- _What is required_: Output the data below exactly, down to the last character.

>>>

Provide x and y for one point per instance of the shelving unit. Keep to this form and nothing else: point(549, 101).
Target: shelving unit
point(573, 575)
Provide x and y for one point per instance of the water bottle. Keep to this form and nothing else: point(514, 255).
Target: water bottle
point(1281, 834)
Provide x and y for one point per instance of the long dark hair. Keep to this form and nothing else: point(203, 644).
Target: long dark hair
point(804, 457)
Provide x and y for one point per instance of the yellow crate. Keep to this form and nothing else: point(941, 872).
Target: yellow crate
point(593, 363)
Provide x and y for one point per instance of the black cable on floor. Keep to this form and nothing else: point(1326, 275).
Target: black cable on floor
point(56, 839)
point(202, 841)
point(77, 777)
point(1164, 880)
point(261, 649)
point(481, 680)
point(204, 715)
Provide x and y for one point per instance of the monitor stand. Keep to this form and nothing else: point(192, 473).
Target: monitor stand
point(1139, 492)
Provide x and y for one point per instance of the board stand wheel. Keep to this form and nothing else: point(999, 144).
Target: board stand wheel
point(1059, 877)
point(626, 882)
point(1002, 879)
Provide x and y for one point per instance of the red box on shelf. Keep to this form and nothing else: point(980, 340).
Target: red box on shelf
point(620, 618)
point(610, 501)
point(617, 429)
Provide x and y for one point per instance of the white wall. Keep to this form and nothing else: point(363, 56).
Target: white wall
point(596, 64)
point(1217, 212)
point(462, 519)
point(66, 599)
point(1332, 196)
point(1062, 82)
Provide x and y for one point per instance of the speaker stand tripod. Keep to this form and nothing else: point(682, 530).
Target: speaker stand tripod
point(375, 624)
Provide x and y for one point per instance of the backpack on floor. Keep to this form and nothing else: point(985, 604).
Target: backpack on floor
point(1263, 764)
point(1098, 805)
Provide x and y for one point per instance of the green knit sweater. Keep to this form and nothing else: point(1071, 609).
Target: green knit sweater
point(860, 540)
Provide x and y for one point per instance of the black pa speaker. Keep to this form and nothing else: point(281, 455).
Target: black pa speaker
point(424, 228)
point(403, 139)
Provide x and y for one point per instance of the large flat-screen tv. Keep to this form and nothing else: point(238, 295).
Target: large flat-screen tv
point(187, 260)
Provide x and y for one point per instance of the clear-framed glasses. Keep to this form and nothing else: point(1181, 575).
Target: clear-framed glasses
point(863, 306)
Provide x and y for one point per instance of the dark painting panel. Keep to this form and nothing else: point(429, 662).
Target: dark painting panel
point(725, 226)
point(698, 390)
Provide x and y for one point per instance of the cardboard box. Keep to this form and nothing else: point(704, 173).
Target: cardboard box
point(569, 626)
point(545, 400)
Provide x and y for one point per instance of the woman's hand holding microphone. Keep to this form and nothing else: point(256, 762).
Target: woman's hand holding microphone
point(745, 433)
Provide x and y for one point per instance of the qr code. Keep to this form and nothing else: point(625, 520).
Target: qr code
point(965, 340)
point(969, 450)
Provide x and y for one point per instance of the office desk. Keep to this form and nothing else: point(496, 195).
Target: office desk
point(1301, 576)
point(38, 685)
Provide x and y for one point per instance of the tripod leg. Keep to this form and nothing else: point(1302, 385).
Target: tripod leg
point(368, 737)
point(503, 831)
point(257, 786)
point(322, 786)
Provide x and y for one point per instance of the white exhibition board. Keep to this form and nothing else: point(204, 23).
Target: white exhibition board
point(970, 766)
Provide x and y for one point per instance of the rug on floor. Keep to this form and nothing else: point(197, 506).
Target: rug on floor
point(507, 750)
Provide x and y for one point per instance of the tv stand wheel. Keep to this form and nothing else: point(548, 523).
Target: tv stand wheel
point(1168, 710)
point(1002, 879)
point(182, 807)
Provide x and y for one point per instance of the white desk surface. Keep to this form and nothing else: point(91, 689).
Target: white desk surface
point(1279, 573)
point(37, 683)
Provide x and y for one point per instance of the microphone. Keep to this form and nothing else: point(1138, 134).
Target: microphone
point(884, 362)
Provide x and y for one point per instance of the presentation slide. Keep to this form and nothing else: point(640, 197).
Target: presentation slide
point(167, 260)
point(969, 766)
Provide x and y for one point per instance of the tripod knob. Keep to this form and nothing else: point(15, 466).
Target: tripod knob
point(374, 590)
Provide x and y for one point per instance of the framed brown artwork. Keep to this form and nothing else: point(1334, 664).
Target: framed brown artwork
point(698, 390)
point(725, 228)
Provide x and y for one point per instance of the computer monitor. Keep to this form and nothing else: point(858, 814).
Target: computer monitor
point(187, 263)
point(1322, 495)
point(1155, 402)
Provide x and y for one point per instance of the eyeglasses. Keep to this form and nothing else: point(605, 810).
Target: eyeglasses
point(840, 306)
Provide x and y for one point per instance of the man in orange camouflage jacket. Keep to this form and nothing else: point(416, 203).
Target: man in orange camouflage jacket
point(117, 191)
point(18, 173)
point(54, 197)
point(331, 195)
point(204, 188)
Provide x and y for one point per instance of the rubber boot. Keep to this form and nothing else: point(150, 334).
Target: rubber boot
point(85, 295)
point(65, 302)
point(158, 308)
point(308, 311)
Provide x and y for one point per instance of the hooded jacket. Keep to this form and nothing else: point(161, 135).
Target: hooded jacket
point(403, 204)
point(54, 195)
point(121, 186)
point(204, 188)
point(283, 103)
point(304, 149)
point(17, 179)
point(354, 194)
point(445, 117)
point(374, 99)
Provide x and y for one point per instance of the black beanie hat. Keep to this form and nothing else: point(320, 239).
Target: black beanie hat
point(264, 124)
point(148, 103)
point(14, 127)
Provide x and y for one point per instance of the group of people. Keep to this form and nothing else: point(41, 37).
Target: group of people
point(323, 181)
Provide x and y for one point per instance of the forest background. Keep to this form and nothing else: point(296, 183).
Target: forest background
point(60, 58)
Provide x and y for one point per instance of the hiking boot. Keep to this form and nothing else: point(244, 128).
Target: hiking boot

<<<

- _Answer below_:
Provide x and y for one point per instance of the shelving unit. Keep to this form and nothing else: point(549, 101).
Target: shelving unit
point(573, 575)
Provide x and y for one point per instance of the water bottle. Keep to this form and nothing else: point(514, 255).
Target: water bottle
point(1281, 834)
Provide x and y for one point per instance of the long dark hair. Keep to this form and nothing else: point(203, 644).
Target: long dark hair
point(804, 457)
Provide x and y for one point per instance of the yellow crate. Keep to this form and nothing else: point(941, 872).
Target: yellow crate
point(593, 363)
Provide x and y for one point per instance of the black cable on floor. Keep to this form and nothing else: point(1326, 275).
Target: black cable on floor
point(56, 839)
point(202, 841)
point(77, 777)
point(1164, 880)
point(261, 649)
point(481, 680)
point(204, 715)
Provide x and y for one point per instance of the monitor stand. Keep to this form and nothing else: point(192, 473).
Target: monitor stand
point(1139, 492)
Provide x and y for one point per instance of the board stand wheel. Keep to this form and nothing else: point(999, 144).
Target: board stand wheel
point(1059, 877)
point(626, 882)
point(1002, 879)
Provide x and y for one point per instance of the red box on shelf. Keep to this form and nothing else: point(980, 340).
Target: red box on shelf
point(620, 618)
point(610, 501)
point(617, 429)
Provide x and y for one point per instance of the white wall. Keep to this form and nothing else: point(363, 56).
Target: white wall
point(596, 64)
point(1217, 212)
point(462, 519)
point(66, 599)
point(1332, 196)
point(1062, 82)
Provide x and y for one point per instance of the speaker stand tripod. Keep to this form and nothing else: point(682, 530).
Target: speaker stand tripod
point(375, 624)
Provide x and y for one point per instance of the backpack on floor. Keep to this form and nothing else: point(985, 604).
Target: backpack on floor
point(1263, 764)
point(1098, 805)
Provide x and y for one point per instance of the green knit sweater. Keep to this form and nothing else: point(1071, 609).
Target: green knit sweater
point(860, 540)
Provide x and y for one point per instance of the black pa speaker. Keep to this form and nothing else: point(281, 455).
Target: black pa speaker
point(424, 228)
point(403, 139)
Provide x and y for one point per instance of the large flat-screen tv. Keep to this form and nothing else: point(238, 295).
Target: large flat-screen tv
point(187, 260)
Provide x and y for one point per instance of the clear-framed glasses. Keep to this form and nothing else: point(1181, 575).
Target: clear-framed glasses
point(863, 306)
Provide x and y for one point per instance of the dark painting panel. Keep to this form and nothing else: point(429, 662).
Target: dark painting panel
point(725, 226)
point(698, 390)
Provide x and y for one point per instance of the cardboard box. Keep to this form and nothing else: point(704, 173).
Target: cardboard box
point(569, 626)
point(545, 400)
Provide x and y for one point per instance of the woman's hand holding microphone. Keep to this form and nothing else: point(256, 762).
Target: woman's hand holding microphone
point(745, 433)
Provide x and y for one point per instance of the qr code. Keep to this form and nothing else: point(625, 520).
Target: qr code
point(965, 340)
point(969, 450)
Provide x and y for one point per instance of the office desk. Keep to this form and nothing else: point(496, 195).
Target: office desk
point(1301, 576)
point(38, 685)
Provide x and y for one point per instance of the tripod leg. Keep to this form and nothing else: point(1302, 385).
Target: tripod leg
point(368, 737)
point(503, 831)
point(257, 786)
point(322, 786)
Provide x and y for one point per instance of the white exhibition board. Keep to this form and nothing else: point(204, 23).
Target: white exhibition board
point(970, 766)
Provide x and y for one point per instance of the rug on floor. Keep to this form and nothing else: point(197, 506).
Target: rug on floor
point(507, 750)
Provide x and y for one point per instance of the tv stand wheel. Keep to this form and nothing else: point(548, 523).
Target: tv stand wheel
point(1168, 710)
point(1002, 879)
point(182, 807)
Provide x and y for one point per instance of the white desk surface. Keep to this form and nothing else: point(91, 689).
Target: white desk surface
point(1279, 573)
point(37, 683)
Provide x and y for one point per instance of the microphone. Keep to this form and nothing else: point(1138, 134).
Target: microphone
point(884, 362)
Provide x and y for one point per instance of the presentation slide. Keep to this form and nothing else: point(640, 197).
Target: presentation slide
point(167, 260)
point(969, 766)
Provide x and y for one point per instance of the tripod knob. Keep to this form and nothing else: point(15, 466).
Target: tripod knob
point(374, 590)
Provide x and y for one point per instance of the framed brown artwork. Keep to this form and nothing else: point(1334, 664).
Target: framed brown artwork
point(698, 390)
point(725, 228)
Provide x and y for one point per instance of the computer monitor. Keep to this form and nothing else: point(858, 814).
Target: computer monitor
point(187, 263)
point(1322, 495)
point(1155, 402)
Provide x and y for one point per instance of the eyeglasses. Keep to this form and nothing else: point(605, 810).
Target: eyeglasses
point(840, 306)
Provide x and y for one point per instance of the man in orange camouflage jacket. Keep to this form and nothing else: point(416, 203).
Target: man in orange camouflage jacket
point(117, 191)
point(18, 173)
point(54, 197)
point(331, 195)
point(204, 188)
Provide x and y for one point per instance of the rubber boot. Keep to this form and nothing else: point(150, 334).
Target: rubber boot
point(85, 295)
point(65, 302)
point(158, 308)
point(308, 311)
Provide x and y for one point per instance of the hooded jacket. Keep to this form and nothing else: point(161, 135).
Target: hooded jacket
point(403, 204)
point(54, 195)
point(121, 186)
point(204, 188)
point(283, 103)
point(304, 149)
point(17, 179)
point(354, 194)
point(445, 117)
point(374, 99)
Provide x and y for one point per instance of the black beanie hat. Keep to this form and nothing else: point(320, 239).
Target: black beanie hat
point(264, 124)
point(148, 103)
point(14, 127)
Provide x and y for one point per instance of the group of people. Keep to this form and nothing else: point(41, 37).
Target: group of people
point(323, 181)
Provide x and y for one point per instance of the forest background. Keep to this form and nothing else: point(296, 183).
Target: forest background
point(60, 58)
Provide x and y for one point per instance of the hiking boot. Keep to this form and nothing else: point(244, 128).
Target: hiking boot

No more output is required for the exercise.